** start of Data shown **

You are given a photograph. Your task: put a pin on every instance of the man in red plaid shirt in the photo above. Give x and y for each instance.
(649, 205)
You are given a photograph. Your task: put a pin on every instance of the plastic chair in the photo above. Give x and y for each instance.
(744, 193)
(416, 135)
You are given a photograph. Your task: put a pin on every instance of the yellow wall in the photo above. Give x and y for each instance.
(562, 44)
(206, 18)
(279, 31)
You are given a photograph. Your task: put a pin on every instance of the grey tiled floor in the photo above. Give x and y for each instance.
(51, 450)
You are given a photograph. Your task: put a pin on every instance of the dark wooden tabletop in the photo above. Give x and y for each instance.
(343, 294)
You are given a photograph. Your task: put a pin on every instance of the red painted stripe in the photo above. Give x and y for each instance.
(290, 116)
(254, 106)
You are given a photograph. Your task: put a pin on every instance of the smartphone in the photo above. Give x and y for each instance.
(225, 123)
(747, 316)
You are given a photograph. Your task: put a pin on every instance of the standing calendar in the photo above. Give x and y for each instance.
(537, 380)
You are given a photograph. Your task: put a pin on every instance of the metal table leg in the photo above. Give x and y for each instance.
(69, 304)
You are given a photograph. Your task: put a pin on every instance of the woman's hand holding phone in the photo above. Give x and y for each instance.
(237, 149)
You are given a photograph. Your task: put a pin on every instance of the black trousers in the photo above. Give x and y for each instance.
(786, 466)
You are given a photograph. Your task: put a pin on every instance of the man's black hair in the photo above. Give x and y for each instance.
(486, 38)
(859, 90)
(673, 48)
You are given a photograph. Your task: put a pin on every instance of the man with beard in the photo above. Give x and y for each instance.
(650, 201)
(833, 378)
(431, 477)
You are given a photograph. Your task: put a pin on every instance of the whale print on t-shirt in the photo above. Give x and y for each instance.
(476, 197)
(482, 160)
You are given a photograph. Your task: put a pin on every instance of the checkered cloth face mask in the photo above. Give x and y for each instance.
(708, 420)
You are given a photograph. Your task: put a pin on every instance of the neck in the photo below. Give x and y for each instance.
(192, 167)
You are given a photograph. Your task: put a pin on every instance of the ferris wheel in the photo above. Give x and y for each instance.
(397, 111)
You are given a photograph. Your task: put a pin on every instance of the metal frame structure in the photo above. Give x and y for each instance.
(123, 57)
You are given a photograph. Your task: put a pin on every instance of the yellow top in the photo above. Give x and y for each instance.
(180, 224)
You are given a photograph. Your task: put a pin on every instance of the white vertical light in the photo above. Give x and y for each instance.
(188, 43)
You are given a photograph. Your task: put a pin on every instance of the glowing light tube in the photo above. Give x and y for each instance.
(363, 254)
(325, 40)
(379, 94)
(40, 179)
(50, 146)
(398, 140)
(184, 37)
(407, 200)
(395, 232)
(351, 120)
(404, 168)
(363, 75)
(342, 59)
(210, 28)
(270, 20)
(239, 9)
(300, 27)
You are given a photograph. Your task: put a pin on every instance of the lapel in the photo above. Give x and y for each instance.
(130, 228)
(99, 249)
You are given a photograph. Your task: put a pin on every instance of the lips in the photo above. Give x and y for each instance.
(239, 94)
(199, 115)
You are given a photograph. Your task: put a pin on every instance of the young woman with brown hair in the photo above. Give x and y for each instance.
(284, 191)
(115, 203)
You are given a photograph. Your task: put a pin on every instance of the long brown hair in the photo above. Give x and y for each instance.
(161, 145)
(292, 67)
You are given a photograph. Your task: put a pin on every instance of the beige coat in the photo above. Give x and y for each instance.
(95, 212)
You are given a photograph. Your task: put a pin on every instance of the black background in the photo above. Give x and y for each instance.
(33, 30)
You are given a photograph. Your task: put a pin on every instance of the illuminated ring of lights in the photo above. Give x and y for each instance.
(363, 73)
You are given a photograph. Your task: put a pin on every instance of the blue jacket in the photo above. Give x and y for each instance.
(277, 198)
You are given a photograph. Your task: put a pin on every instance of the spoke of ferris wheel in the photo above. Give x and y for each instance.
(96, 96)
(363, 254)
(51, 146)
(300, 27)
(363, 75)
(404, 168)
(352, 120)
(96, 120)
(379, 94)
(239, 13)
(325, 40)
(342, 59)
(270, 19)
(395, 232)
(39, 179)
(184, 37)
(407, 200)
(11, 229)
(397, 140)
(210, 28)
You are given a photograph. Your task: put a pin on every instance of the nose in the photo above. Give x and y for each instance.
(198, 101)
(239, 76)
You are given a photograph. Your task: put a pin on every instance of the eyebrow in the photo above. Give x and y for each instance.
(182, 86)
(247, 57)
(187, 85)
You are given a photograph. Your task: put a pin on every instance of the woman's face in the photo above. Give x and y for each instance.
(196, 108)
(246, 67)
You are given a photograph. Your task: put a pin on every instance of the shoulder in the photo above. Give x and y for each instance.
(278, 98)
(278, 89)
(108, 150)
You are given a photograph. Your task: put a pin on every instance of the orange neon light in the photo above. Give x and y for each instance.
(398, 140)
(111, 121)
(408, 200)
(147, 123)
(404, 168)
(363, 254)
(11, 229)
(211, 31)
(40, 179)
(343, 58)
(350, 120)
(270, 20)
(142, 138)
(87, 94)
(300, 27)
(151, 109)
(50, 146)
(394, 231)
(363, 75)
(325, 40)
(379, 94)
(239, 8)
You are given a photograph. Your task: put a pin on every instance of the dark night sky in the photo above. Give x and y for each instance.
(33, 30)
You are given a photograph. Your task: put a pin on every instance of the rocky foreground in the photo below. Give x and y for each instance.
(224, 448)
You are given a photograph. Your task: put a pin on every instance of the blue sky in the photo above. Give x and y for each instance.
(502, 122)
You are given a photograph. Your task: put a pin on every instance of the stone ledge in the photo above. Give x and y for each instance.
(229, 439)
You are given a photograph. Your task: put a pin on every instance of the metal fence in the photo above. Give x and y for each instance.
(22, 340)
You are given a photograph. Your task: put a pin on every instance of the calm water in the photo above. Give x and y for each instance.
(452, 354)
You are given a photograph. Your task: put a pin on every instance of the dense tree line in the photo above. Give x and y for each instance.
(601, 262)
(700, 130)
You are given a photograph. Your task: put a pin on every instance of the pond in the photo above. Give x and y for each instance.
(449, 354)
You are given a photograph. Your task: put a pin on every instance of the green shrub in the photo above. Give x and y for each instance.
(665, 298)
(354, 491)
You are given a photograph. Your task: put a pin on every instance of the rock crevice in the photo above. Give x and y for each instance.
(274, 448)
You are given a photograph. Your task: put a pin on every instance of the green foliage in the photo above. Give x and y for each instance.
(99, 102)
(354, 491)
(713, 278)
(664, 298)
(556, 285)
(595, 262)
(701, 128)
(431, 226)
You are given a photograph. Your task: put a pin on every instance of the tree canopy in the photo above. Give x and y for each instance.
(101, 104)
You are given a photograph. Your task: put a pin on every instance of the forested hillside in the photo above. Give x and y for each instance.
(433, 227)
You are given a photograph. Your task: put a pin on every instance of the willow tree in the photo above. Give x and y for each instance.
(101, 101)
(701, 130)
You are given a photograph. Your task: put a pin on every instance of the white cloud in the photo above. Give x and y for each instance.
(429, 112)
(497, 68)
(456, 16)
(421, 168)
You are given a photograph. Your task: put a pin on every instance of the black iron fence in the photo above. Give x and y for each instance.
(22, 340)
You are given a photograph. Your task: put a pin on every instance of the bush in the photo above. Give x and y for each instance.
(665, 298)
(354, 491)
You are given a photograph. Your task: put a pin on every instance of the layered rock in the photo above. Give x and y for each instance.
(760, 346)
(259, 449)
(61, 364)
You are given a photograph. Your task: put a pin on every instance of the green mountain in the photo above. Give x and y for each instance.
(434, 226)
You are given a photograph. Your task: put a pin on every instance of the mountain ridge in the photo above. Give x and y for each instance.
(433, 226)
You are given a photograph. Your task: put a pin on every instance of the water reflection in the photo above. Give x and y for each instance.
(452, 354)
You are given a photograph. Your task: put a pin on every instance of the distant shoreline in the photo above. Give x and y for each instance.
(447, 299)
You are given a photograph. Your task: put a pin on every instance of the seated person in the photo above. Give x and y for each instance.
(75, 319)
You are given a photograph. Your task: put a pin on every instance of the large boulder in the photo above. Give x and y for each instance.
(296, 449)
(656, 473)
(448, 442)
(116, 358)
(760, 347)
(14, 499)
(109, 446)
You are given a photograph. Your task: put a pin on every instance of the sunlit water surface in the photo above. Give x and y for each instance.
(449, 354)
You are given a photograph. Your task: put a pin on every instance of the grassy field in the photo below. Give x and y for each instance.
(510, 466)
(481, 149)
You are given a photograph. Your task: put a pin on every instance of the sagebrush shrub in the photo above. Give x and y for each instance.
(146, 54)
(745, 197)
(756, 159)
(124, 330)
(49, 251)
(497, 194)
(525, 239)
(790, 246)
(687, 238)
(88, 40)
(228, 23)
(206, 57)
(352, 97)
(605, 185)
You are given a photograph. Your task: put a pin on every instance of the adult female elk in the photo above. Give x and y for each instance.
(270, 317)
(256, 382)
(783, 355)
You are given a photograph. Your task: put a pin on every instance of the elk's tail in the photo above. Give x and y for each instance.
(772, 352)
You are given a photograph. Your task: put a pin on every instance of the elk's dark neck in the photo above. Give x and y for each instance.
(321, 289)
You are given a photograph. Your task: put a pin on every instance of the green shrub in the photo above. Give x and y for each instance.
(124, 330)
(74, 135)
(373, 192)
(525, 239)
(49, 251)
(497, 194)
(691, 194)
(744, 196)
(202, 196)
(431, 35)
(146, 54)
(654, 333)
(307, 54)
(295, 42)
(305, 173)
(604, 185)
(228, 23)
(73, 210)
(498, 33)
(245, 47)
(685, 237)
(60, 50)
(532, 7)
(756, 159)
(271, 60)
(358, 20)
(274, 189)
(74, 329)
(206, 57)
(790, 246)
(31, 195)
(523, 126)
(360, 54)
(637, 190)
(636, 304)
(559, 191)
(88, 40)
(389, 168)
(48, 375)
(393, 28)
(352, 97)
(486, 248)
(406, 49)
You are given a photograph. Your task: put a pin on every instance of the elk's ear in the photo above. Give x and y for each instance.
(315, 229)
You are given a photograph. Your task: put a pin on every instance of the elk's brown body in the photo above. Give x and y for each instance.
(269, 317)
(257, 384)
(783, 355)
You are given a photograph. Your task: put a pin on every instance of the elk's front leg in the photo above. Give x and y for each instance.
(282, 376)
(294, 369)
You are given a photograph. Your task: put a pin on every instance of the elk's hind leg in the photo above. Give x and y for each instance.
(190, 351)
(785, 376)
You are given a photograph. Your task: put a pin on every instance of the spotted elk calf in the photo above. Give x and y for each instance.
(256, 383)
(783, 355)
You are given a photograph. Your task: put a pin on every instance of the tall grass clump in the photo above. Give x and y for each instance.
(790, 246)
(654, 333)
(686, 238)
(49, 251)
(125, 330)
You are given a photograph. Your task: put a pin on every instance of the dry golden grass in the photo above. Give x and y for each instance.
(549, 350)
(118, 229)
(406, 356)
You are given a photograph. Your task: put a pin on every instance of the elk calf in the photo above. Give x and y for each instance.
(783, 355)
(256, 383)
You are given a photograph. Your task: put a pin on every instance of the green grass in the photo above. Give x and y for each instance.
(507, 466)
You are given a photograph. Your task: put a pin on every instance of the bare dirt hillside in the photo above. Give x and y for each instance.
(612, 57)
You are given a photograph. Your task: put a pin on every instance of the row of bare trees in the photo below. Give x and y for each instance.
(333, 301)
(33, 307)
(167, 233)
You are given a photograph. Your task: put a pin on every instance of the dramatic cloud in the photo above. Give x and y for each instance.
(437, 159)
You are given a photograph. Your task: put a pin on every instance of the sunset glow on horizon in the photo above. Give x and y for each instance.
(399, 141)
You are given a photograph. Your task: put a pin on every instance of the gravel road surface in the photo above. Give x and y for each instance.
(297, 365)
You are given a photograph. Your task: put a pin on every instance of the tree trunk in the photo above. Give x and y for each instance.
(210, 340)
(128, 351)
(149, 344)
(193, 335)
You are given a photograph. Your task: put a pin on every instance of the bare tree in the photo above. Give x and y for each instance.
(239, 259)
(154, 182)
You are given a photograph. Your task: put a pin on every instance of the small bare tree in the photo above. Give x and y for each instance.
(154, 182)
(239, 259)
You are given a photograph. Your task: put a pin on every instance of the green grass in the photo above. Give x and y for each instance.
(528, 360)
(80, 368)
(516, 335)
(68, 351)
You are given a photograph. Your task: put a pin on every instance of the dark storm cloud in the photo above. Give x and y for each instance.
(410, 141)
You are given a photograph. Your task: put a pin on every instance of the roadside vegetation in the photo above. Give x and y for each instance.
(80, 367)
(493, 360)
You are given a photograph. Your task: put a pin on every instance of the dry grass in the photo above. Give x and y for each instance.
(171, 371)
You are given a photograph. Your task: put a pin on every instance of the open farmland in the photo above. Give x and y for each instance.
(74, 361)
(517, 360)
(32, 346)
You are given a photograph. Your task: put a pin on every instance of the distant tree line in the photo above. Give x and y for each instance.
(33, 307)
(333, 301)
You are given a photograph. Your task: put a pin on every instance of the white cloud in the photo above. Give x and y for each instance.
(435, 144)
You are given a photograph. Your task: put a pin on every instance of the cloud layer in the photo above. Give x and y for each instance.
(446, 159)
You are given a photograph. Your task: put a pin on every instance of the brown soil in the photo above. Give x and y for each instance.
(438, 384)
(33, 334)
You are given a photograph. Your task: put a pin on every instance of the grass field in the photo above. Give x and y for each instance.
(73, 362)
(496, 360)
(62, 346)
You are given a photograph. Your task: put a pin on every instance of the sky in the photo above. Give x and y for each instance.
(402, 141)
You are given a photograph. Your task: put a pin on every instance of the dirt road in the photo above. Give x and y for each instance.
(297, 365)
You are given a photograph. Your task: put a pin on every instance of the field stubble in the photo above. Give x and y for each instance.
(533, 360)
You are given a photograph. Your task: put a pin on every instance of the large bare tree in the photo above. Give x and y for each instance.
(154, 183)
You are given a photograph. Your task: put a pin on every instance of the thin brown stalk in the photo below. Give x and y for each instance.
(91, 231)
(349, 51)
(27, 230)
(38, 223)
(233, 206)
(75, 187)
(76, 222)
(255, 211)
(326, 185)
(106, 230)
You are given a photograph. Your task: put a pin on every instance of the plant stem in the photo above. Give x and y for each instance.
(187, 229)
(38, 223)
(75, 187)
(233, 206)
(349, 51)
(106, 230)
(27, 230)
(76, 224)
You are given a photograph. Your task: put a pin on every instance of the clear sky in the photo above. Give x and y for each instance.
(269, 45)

** end of Data shown **

## Required task
Starting with the line that contains "of the brown", output every line through the end of the listing above, unchanged.

## Solution to the exercise
You are given a photograph. Your task: put a pin on every instance of the brown soil in the photo above. Give x and y for each instance.
(438, 384)
(33, 334)
You are given a photograph. Your task: put a pin on every instance of the grass field in the photo above. Give x and y for each instance.
(73, 362)
(496, 360)
(62, 346)
You are given a photograph. Your task: put a pin on every instance of the sky in the photo above. Give x and y for each instance.
(402, 141)
You are given a photograph. Your task: put a pin on every instance of the dirt road in the photo above. Give x and y for each instance.
(297, 365)
You are given a photograph. Your task: put a pin on every instance of the field stubble in the photo above. Give x and y for each instance.
(533, 360)
You are given a photograph. Your task: put a pin on every instance of the large bare tree in the photo above. Give x and y for each instance.
(154, 183)
You are given a photograph. Your task: put a pin on every instance of the thin brown stalk in the photo below. Give x and y for each instance.
(91, 231)
(349, 51)
(27, 230)
(38, 223)
(233, 206)
(75, 187)
(76, 222)
(255, 211)
(326, 185)
(106, 230)
You are given a photograph. Your task: put a pin on every instance of the plant stem in the photo above. Give x and y for each instance.
(187, 229)
(38, 223)
(75, 187)
(233, 206)
(349, 51)
(106, 230)
(27, 230)
(76, 224)
You are given a photograph. Your task: put a pin on every instance of the clear sky in the photo above. Give x and y for each instance.
(269, 45)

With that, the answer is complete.